● **DOCUMENT PASSAGE**:
# Empire Lords & heros rundown?



## Fallen (Oct 7, 2008)

so, primarily being a 40k player a group of my friends also play fantasy, i happen to have a couple thousand points of empire stuffs but i dont know whats considered a good lord/hero yet. (ive played 2-3 games ever of fantasy)

thanks all.


----------



## effigy22 (Jun 29, 2008)

I won't go in to special character as I'm on my phone but a quick run down:
Templar grand master: good with knights, better than average combat ability
Empire general: average, cheap in points, allows a magic banner on state troops (only way greatswords can take one)
Wizard lord: cheap level 4, can pick any lore out of the rulebook.
Arch lector: poor lord stats, own spells that can cast, primarily a rank and file support character.

Warrior priest: see arch lector. 
Captain: cheap average hero. Can be a BSB.
Enginner: warmachine support.
Battle wizard: cheap level 2. Pick any lore from BRB.


----------



## Aramoro (Oct 7, 2009)

It has to be all about Arch Lector on a War Altar , 18" inspiring presence, 4+ ward and unbreakable. Throw Van Horsemans Speculum on him and some decent armour and you're laughing.


----------



## effigy22 (Jun 29, 2008)

I agree. I run the arch lector anti hero combo most of the time. However I have been recently running the cheap leadership 10 bubble.

GEneral + greatswords + standard of discipline.

● **DATA SHOWN**:
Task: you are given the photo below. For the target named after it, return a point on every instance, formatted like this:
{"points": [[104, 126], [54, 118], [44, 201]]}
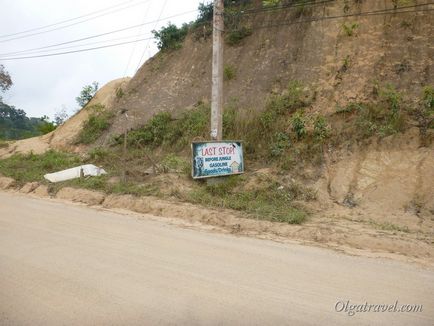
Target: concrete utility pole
{"points": [[217, 72]]}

● **STATED GOAL**: In the Empire lords and heroes thread above, list the three benefits that Aramoro's post gives for an Arch Lector on a War Altar.

● **EXPECTED ANSWER**:
18" inspiring presence
4+ ward
unbreakable